* Exercise brief *
The line containing "of the street" marks where copying starts, so set down that line and each one after it exactly, through the end of the records.

Data extracted from a collection:
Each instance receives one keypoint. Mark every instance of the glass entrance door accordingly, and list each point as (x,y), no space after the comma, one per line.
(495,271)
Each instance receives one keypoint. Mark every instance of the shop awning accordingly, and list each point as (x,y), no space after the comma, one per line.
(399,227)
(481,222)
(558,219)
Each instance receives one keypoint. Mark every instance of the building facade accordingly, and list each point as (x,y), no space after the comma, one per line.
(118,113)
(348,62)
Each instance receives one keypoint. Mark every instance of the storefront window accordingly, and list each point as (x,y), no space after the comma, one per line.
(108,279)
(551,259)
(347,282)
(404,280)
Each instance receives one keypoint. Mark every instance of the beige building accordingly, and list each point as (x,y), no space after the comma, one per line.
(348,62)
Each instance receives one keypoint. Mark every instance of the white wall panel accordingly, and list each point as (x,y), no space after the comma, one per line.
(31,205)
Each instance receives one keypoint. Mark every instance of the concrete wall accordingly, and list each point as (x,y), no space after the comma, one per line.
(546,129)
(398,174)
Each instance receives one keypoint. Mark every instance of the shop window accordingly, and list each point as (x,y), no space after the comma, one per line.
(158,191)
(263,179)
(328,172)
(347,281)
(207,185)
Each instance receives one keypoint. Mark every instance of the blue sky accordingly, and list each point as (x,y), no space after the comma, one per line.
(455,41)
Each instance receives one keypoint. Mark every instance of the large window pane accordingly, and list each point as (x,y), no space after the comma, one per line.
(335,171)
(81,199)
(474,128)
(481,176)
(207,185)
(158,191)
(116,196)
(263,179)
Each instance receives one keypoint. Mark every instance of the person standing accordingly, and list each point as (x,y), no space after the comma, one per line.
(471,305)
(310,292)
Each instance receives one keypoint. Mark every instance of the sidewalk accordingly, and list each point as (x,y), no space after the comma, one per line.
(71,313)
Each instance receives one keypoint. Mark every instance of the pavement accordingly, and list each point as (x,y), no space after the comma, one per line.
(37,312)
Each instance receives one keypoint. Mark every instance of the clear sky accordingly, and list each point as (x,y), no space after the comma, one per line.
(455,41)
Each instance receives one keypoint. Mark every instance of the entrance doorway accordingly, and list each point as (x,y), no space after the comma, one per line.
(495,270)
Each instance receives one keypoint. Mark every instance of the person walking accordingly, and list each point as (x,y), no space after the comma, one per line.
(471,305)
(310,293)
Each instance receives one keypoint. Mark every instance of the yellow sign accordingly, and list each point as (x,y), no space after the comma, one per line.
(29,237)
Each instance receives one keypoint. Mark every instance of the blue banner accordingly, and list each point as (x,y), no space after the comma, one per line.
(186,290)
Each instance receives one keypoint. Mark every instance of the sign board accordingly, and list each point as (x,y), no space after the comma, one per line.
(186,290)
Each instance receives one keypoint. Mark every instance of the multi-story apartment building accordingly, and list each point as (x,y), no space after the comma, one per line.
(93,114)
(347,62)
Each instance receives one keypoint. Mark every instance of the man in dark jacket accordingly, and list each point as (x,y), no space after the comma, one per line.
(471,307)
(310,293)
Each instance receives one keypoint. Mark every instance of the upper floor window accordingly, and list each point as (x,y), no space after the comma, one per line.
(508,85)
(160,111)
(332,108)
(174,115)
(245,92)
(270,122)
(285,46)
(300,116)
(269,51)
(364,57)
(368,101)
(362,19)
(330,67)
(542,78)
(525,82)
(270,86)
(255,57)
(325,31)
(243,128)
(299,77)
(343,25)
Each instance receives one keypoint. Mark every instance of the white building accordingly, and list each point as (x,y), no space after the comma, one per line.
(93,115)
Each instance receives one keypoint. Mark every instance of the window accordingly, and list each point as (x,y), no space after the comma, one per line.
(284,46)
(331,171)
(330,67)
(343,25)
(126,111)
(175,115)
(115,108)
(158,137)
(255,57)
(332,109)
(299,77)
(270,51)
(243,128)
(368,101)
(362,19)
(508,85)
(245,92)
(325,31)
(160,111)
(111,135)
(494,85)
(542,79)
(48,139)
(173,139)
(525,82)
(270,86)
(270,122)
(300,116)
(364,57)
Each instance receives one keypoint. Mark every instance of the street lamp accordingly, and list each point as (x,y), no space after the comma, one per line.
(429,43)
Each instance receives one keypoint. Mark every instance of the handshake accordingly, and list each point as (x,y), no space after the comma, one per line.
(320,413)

* Final answer *
Each instance receives one keypoint. Mark every instance of the street lamp accordingly, and list each point as (x,y), no space after the comma, one per line.
(429,43)
Each instance receives one keypoint. Mark every instance of the handshake accordingly, and list each point as (x,y), no space after the comma, one per line.
(320,413)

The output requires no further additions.